# TASK PROMPT
From the text below on pandemic job losses, extract the part starting with "The ILO estimates that" and going on through "to $ 1.8 trillion.", copying it word for word.

# SELECTED EXTRACT
────────

The ILO estimates that half of working people will lose their jobs within next few months. Every country in the world has seen a galloping rise in unemployment levels. USA has lost 20.5 million jobs in April and in Britain, 2.1 million registered for jobless claims – a jump of 69 per cent in April. Almost all countries in Europe are experiencing a double-digit unemployment level. The Asian Development Bank estimates that global employment decline will be between 158 and 242 million jobs, 70 per cent of this will be in countries of Asia and Pacific. Globally, labour incomes will drop between $ 1.2 trillion to $ 1.8 trillion.
Workers in the informal sector are the worst affected. The ILO estimates 1.6 billion workers are adversely impacted currently.
Bankruptcy of Capitalism: The incapability of capitalism globally to resolve this crisis, both in single-mindedly combating this coronavirus pandemic, working together to develop a vaccine and to provide relief to the people by resolving their economic miseries is becoming increasingly evident by the day across the world. There are greater and greater exhortations by the people globally for more decisive State intervention in providing relief and security. The neo-liberal prescriptions of privatisation and commercialisation of public services, particularly of public health care, have shown their vicious impact during this pandemic. Countries like Spain had to resort to nationalisation of the private health facilities in the country. The urge to maximise profits at the expense of privatising public goods and services undermines the capacity to meet any health emergency of this nature under the international finance capital-led neo-liberal globalisation.
The fall in the global output will have a devastating impact on the livelihood of our people. While, International Finance capital and big business have been given big packages of bailouts under the neo-liberal order, it is the working people who are forced to bear the burden of the crisis. More intensified squeezing of their livelihood will take place. The working class will be specifically targeted. These conditions will lead to further intensification of class struggles.

────────

# PROVIDED DATA
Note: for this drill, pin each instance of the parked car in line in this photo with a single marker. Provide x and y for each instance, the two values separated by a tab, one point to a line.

────────

# EXERCISE OUTPUT
The ILO estimates that half of working people will lose their jobs within next few months. Every country in the world has seen a galloping rise in unemployment levels. USA has lost 20.5 million jobs in April and in Britain, 2.1 million registered for jobless claims – a jump of 69 per cent in April. Almost all countries in Europe are experiencing a double-digit unemployment level. The Asian Development Bank estimates that global employment decline will be between 158 and 242 million jobs, 70 per cent of this will be in countries of Asia and Pacific. Globally, labour incomes will drop between $ 1.2 trillion to $ 1.8 trillion.